* _Enunciado A_: Muestra cada línea de las filas que contenga la palabra "gray".

Libros que no he leído

En Tijuana, tres veces por semana...



Hace unos días, mientras caminaba sobre el pasillo que lleva al andén de la estación Etiopía, me di cuenta de cuánto extrañaba a Tertuliano Máximo Afonso, el protagonista de El hombre duplicado de Saramago. Y más que al obsesionado y puntilloso profesor de historia, a ese narrador sentencioso, simpático y ―se diría ahora― proactivo que me hizo soltar la carcajada en pleno vagón más de una vez. “Personal autorizado está bajando a las vías en estación Guerrero”, anunciaba el audio local, lo cual quiere decir, exactamente, que algún desdichado se arrojó a que el tren terminara con la vida que ya no podía soportar. Pensé entonces si la vocación de sobreviviente de Tertuliano Máximo Afonso en algún momento hubiera podido ordenarle resolver así, tan de sopetón, sus raras tribulaciones.
Días antes, caminando con Vianett por la carpa de libreros en la Feria de Tijuana, un guiño imantó mi pupila: la colección La Sonrisa Vertical de Tusquets y, entre las rosadas carátulas, un título largamente añorado: el Púrpura profundo de Mayra Montero, ganador del XXII Premio de esa casa que padece el infortunio de que sus convocatorias más recientes hayan sido declaradas desiertas. ¿Será que ya no se ama con fiereza, lujuria y regodeo o que tanto pecar se nos hizo hábito y hemos perdido la concupiscencia y el interés en compartirla?
Dentro de mi cabeza el impertinente de Sabina cantaba bien bajito, con su voz aguardentosa: “En Tijuana,/ tres noches por semana,/ se trabajaba en México la nuit./ ¿Quiubo, señor?/ Me llamo Viridiana/ y me apellido veinticinco mil”. Esa fresca noche tijuanense, luego de una muy rica comida china en el Palacio Royal, volví a reencontrarme con Tertuliano Máximo Afonso y su hilarante narrador. No dejé el tomito hasta que conocí el desenlace de la singular aventura de los hombres duplicados.

* _Material proporcionado_:
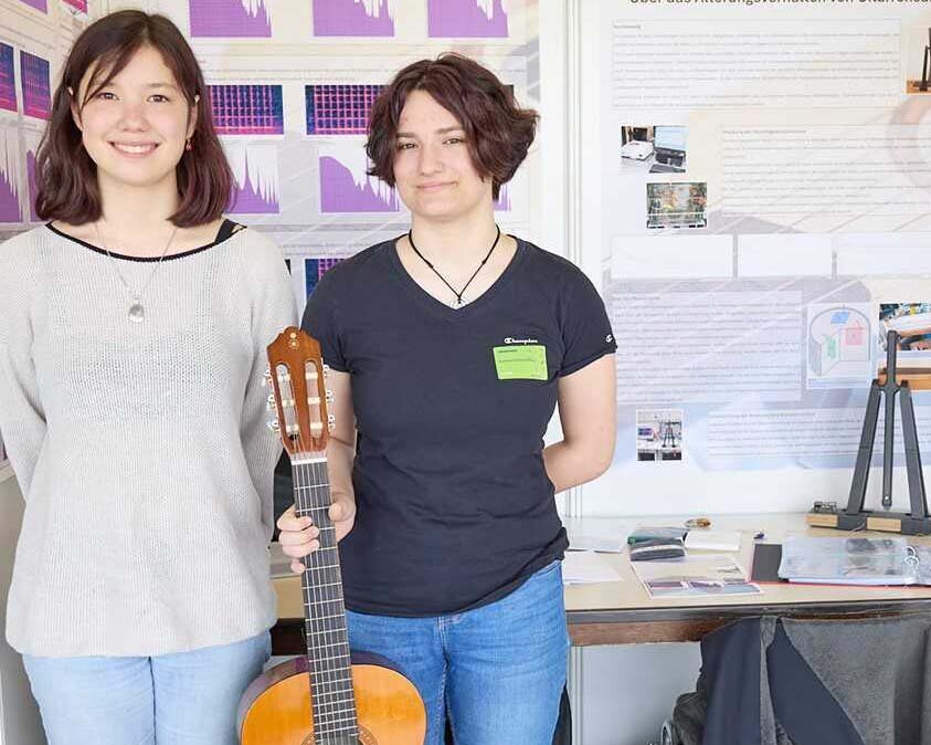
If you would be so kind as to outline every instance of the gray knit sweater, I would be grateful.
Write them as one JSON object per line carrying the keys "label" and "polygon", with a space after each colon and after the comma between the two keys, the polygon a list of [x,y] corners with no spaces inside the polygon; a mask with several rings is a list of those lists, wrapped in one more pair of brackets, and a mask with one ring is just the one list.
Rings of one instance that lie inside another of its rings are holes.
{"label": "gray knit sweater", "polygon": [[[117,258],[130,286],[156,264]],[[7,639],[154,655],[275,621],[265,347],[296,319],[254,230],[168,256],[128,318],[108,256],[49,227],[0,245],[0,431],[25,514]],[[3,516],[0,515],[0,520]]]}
==
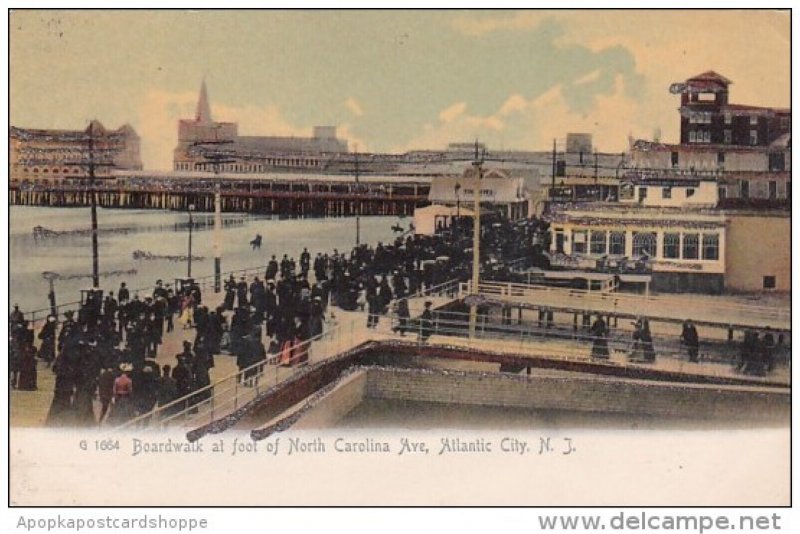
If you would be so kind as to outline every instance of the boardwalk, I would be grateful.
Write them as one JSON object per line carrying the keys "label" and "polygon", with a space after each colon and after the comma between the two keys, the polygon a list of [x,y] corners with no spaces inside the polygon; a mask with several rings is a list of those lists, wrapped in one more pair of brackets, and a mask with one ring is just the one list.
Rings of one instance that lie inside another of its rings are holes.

* _Enunciado B_: Retoma el texto sobre las lecturas en Tijuana y continúalo a partir de su última oración.

* _Respuesta A_:
If you would be so kind as to outline every instance of the gray knit sweater, I would be grateful.
{"label": "gray knit sweater", "polygon": [[[117,258],[130,286],[156,264]],[[7,639],[154,655],[275,621],[265,347],[296,319],[254,230],[168,256],[128,318],[108,256],[49,227],[0,245],[0,431],[25,514]],[[3,516],[0,515],[0,520]]]}

* _Respuesta B_:
Cuando se termina un buen libro, queda en el alma una especie de vacío. Un desapego que sólo se alivia con otro buen libro. Y fue justamente lo que pasó cuando abrí Púrpura profundo y me topé con el también excelente narrador: el odiosísimo y a veces repugnante viejo zorro de Agustín Cabán que, según su propia memoria, se despachó a cuanta solista virtuosa desfiló por la orquesta sinfónica de Puerto Rico y sus alrededores, incluidos un par de varones y una secretaria lesbiana. ¡Qué magistralidad de Mayra el narrar a través de un personaje tan escabrosa, humana y caribeñamente masculino!
“Nunca tendrá uno suficiente tiempo de leer todo lo que quiere o lo que debe”, me había dicho en el avión de ida hacia Tijuana, mientras alternaba el suplemento cultural de Milenio y un cuento fresquecito que Camilo Venegas le confió a mis ojos unas horas antes. Todo tiene su tiempo bajo el Sol, clama el Eclesiastés. Empecé a leer El hombre duplicado hace varios años. No recuerdo por qué razón ―¿aburrimiento?, ¿hastío?, ¿otro libro que le robó mi atención?― un buen día puse el marcador y no volví a abrirlo hasta hace un par de semanas. Durante años durmió en mi mesa de noche el sueño de los justos y, como era justo al fin y al cabo, volvió a la batalla y la ganó.
Sabina insiste en mi cabeza: …“los mariachis, mirando a Viridiana,/ le cantan Y volver, volver, volver”. Y vuelvo a recordar la ciudad fronteriza. Miles de mariachis en la plaza, bajo el arco, y una madurita Viridiana teñida de rubio tratando con un gringo, en un inglés chapurreado y fluido, en la planta alta del Dragón Rojo, cantina donde los primeros miércoles de cada mes la pintora Carmela Castrejón y un grupo de tijuanenses hacen Las noches del Dragón Rosa, fiesta de y para mujeres. Allí, al amparo de las siluetas femeninas en papel de estraza pegadas a la pared, testimonio del más reciente convivio, celebramos entre amigas la Victoria de México, como dice el comercial de esa cervecita morena.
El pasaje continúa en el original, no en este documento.